Your objective —
Please return the stored records below line for line, with no changes.

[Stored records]

/---

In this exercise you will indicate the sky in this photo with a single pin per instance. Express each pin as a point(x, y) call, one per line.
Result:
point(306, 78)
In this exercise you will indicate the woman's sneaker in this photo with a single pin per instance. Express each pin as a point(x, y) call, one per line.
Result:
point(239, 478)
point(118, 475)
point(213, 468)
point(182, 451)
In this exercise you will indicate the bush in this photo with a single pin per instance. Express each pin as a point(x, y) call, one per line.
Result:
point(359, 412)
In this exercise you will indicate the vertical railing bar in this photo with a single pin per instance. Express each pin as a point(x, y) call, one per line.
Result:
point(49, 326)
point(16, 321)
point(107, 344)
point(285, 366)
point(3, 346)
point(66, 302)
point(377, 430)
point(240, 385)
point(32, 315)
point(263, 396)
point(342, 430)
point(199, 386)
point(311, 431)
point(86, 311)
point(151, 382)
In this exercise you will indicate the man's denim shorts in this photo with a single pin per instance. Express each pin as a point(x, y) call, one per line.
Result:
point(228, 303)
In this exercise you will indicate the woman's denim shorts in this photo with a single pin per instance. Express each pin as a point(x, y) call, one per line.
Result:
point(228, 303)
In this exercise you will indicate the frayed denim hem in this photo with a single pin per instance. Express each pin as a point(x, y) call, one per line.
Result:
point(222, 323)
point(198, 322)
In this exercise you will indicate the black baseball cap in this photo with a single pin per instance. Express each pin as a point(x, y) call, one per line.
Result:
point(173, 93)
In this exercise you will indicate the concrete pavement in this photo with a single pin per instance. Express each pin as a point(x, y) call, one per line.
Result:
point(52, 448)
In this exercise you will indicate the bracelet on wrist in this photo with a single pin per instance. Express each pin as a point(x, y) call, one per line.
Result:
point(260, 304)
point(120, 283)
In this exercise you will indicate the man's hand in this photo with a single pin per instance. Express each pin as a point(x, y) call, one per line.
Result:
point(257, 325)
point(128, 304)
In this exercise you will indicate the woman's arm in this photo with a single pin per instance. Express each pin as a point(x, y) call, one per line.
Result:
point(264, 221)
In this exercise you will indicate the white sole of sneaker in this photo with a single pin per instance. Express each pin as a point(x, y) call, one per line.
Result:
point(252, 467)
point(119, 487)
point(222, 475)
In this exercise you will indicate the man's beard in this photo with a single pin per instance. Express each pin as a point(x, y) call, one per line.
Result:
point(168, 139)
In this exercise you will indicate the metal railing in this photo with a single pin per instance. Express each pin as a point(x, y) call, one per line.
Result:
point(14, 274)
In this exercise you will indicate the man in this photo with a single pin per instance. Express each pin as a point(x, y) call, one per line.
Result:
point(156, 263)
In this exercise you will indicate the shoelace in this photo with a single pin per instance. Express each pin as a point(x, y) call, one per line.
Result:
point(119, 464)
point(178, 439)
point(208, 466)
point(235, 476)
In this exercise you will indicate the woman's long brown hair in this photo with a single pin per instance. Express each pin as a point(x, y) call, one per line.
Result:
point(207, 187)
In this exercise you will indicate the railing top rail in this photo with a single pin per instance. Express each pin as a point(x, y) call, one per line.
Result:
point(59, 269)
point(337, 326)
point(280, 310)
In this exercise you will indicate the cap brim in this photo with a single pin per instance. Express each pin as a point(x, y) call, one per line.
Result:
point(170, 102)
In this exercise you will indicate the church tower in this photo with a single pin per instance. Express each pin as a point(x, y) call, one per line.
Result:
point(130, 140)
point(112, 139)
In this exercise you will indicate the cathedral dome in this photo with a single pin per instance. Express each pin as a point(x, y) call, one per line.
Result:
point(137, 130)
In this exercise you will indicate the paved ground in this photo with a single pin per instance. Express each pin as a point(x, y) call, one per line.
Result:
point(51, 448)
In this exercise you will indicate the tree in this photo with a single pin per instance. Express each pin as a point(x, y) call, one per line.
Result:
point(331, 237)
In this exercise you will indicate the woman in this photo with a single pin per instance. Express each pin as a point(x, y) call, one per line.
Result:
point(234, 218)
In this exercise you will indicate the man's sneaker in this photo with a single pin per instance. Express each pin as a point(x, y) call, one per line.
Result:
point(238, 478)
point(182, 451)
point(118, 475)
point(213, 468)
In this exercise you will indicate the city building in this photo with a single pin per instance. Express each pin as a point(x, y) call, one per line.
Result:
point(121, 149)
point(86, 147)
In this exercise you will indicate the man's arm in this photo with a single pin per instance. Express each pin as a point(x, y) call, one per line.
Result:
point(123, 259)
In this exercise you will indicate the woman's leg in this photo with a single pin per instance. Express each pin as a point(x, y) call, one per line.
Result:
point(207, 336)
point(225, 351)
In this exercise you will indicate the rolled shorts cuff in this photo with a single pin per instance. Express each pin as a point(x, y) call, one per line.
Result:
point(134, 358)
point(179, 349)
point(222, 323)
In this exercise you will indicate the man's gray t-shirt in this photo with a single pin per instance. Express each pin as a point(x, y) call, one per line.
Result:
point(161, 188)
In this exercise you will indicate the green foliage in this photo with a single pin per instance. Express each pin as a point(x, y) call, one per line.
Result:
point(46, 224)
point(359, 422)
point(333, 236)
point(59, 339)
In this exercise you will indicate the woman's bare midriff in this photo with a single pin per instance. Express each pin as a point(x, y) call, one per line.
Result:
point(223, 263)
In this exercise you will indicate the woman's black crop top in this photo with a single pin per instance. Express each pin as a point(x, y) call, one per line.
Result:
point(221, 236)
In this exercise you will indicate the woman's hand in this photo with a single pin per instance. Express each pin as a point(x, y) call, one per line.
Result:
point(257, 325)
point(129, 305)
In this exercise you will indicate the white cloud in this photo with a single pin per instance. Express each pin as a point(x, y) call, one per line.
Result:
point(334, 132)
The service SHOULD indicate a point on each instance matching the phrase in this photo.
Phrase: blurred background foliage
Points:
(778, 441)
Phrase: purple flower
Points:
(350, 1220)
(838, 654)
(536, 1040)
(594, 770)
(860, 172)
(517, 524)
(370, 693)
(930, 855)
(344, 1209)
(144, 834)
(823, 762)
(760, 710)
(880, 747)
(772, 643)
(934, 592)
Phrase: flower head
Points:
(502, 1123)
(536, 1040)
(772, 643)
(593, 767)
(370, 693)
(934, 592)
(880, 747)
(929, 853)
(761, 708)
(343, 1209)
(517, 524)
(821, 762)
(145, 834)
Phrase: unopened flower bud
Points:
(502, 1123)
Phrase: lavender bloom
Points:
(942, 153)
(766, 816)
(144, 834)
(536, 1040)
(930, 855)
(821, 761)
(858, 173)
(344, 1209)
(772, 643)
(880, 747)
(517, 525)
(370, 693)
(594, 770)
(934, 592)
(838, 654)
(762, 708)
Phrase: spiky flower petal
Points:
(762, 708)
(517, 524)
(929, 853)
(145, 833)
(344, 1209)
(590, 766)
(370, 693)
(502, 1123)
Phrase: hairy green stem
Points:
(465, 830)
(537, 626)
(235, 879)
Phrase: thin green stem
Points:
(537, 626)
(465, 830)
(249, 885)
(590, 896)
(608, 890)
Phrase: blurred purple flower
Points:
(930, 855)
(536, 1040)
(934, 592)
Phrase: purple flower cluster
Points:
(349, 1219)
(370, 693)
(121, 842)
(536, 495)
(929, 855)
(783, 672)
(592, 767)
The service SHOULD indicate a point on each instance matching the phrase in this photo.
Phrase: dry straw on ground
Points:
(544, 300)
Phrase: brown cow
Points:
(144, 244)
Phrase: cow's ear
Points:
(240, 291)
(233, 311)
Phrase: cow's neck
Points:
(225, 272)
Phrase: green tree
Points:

\---

Response to this task —
In this exercise you will indicate the sky in this photo with a single pin per instance. Express each pin as a point(x, y) call, one per line.
Result:
point(306, 78)
In this exercise you will indicate the woman's sneaker in this photo with a single pin per instance. Express each pin as a point(x, y) call, one per line.
Result:
point(239, 478)
point(118, 475)
point(213, 468)
point(182, 451)
In this exercise you will indicate the bush in this photo with a single pin per instance. Express each pin as a point(x, y) call, one per line.
Result:
point(359, 412)
In this exercise you will indicate the vertical railing bar in this photo with a single pin per instance. Express each pin as a point(x, y) call, one per line.
Result:
point(49, 326)
point(16, 321)
point(107, 344)
point(285, 366)
point(3, 346)
point(66, 302)
point(377, 430)
point(240, 385)
point(32, 315)
point(263, 396)
point(342, 430)
point(199, 386)
point(311, 431)
point(86, 311)
point(151, 382)
In this exercise you will indicate the man's denim shorts in this photo with a single pin per instance. Express each pin as a point(x, y) call, one per line.
Result:
point(228, 303)
In this exercise you will indicate the woman's denim shorts in this photo with a single pin per instance. Express each pin as a point(x, y) call, one per line.
Result:
point(228, 303)
In this exercise you will indicate the frayed denim hem in this photo with a single pin per instance. Express each pin as a point(x, y) call, one per line.
Result:
point(222, 323)
point(198, 322)
In this exercise you will indicate the black baseball cap in this photo with a single pin per instance. Express each pin as a point(x, y) call, one per line.
Result:
point(173, 93)
In this exercise you will indicate the concrete pavement in this photo with a single pin per instance. Express each pin as a point(x, y) call, one per line.
Result:
point(52, 448)
In this exercise you will indicate the bracelet on wrist in this photo with a single pin per instance. Express each pin as a point(x, y) call, one per line.
Result:
point(260, 304)
point(120, 283)
In this exercise you will indicate the man's hand in this photo with a single pin per instance. Express each pin as a point(x, y) call, one per line.
Result:
point(257, 325)
point(128, 304)
In this exercise you will indicate the woman's arm in this photo with a single pin per instance. Express each pin as a point(x, y) call, one per line.
Result:
point(264, 221)
In this exercise you will indicate the white sole of sneaker in this photo with a single pin per instance. Express each pin as a point(x, y) call, one per line.
Result:
point(252, 467)
point(119, 487)
point(222, 475)
In this exercise you will indicate the man's beard in this photo with a single pin per instance. Express each pin as a point(x, y) call, one per line.
Result:
point(168, 139)
In this exercise you will indicate the metal railing in this photo with a single pin per instance. Express each pin as a point(x, y) call, one per line.
Result:
point(14, 274)
In this exercise you will indicate the man in this photo with a single pin per instance. Express each pin as a point(x, y) call, one per line.
Result:
point(156, 263)
In this exercise you will indicate the shoelace in this photo with a single pin per instance. Express each pin as a point(x, y) call, one per line.
Result:
point(119, 464)
point(178, 439)
point(208, 466)
point(235, 476)
In this exercise you will indicate the woman's long brown hair in this photo with a single pin per instance. Express each pin as a point(x, y) call, one per line.
Result:
point(207, 187)
In this exercise you will indicate the railing top rail in this photo with a single pin per instance. Express each pin as a point(x, y) call, one per line.
Result:
point(59, 269)
point(337, 326)
point(280, 310)
In this exercise you will indicate the cap brim in this photo with a single pin per instance. Express each pin as a point(x, y) call, one per line.
Result:
point(170, 102)
In this exercise you will indicate the church tower in this photo with a single pin per instance. Express each pin as a point(x, y) call, one per line.
Result:
point(130, 140)
point(112, 139)
In this exercise you will indicate the cathedral dome in this photo with a single pin per instance. Express each pin as a point(x, y) call, one per line.
Result:
point(137, 130)
In this exercise you will indicate the paved ground in this photo with a single pin per instance. Express each pin as a point(x, y) call, one per line.
Result:
point(51, 448)
In this exercise you will indicate the tree in this photo with a single pin per instance. Express each pin as a point(x, y) call, one per line.
Result:
point(331, 237)
In this exercise you will indicate the woman in this photo with a single pin per instance. Express each pin as a point(x, y) call, one per line.
Result:
point(234, 218)
In this exercise you will indicate the man's sneaker in this photo with a single pin per instance. Express each pin as a point(x, y) call, one per line.
Result:
point(238, 478)
point(182, 451)
point(118, 475)
point(213, 468)
In this exercise you will indicate the city building in this photo with a single pin per instance. Express each pin as a point(x, y) call, one per line.
Result:
point(121, 149)
point(86, 147)
In this exercise you will indicate the man's arm in this photo with a single pin per instance. Express each pin as a point(x, y) call, one per line.
Result:
point(123, 259)
In this exercise you will indicate the woman's leg in this photo with a single pin per instance. Express each pin as a point(x, y) call, one per line.
Result:
point(207, 336)
point(225, 351)
In this exercise you will indicate the rolled shorts cuff in this photo with a single pin per instance. Express each pin as a point(x, y) call, one per line.
Result:
point(134, 358)
point(179, 349)
point(222, 323)
In this exercise you will indicate the man's gray t-shirt in this photo with a single pin per instance. Express each pin as a point(x, y) call, one per line.
Result:
point(161, 188)
In this exercise you will indicate the green foliage in this photo with a single pin per instance. Express each pin as a point(x, y) call, one per line.
Result:
point(46, 224)
point(359, 422)
point(333, 236)
point(59, 339)
In this exercise you will indicate the woman's bare midriff in this photo with a single pin per instance. Express each pin as a point(x, y) call, one per line.
Result:
point(223, 263)
In this exercise you will indicate the woman's black crop top in this photo with a single pin per instance. Express each pin as a point(x, y) call, one per line.
Result:
point(221, 236)
In this exercise you will indicate the woman's hand in this photo with a single pin per instance. Express each pin as a point(x, y) call, one per line.
Result:
point(257, 325)
point(129, 305)
In this exercise you will indicate the white cloud in this photo with a single pin per instance. Express each pin as a point(x, y) call, one per line.
Result:
point(334, 132)
The service SHOULD indicate a point on each instance matching the phrase in this photo.
Phrase: blurred background foliage
Points:
(778, 441)
Phrase: purple flower
Points:
(350, 1220)
(838, 654)
(536, 1040)
(594, 770)
(860, 172)
(517, 524)
(370, 693)
(930, 855)
(344, 1209)
(144, 834)
(823, 762)
(760, 710)
(880, 747)
(772, 643)
(934, 592)
Phrase: flower head
Points:
(502, 1123)
(536, 1040)
(772, 643)
(593, 767)
(370, 693)
(934, 592)
(880, 747)
(929, 853)
(761, 708)
(343, 1209)
(517, 524)
(821, 762)
(145, 834)
Phrase: unopened flower bud
Points:
(502, 1123)
Phrase: lavender bloom
Points:
(942, 153)
(766, 816)
(144, 834)
(536, 1040)
(930, 855)
(821, 761)
(858, 173)
(344, 1209)
(772, 643)
(880, 747)
(517, 525)
(370, 693)
(594, 770)
(934, 592)
(838, 654)
(762, 708)
Phrase: spiky flower petal
Points:
(762, 708)
(517, 524)
(929, 853)
(145, 833)
(344, 1209)
(590, 766)
(370, 693)
(502, 1123)
Phrase: hairy green stem
Points:
(465, 830)
(537, 626)
(235, 879)
Phrase: thin green stem
Points:
(537, 626)
(465, 830)
(249, 885)
(590, 896)
(608, 890)
Phrase: blurred purple flower
Points:
(930, 855)
(536, 1040)
(934, 592)
Phrase: purple flower cluster
Points:
(349, 1219)
(370, 693)
(121, 842)
(536, 495)
(929, 855)
(783, 672)
(592, 767)
The service SHOULD indicate a point on each instance matching the phrase in this photo.
Phrase: dry straw on ground
Points:
(544, 300)
Phrase: brown cow
Points:
(144, 244)
Phrase: cow's ear
Points:
(240, 291)
(233, 311)
Phrase: cow's neck
Points:
(225, 272)
Phrase: green tree
Points:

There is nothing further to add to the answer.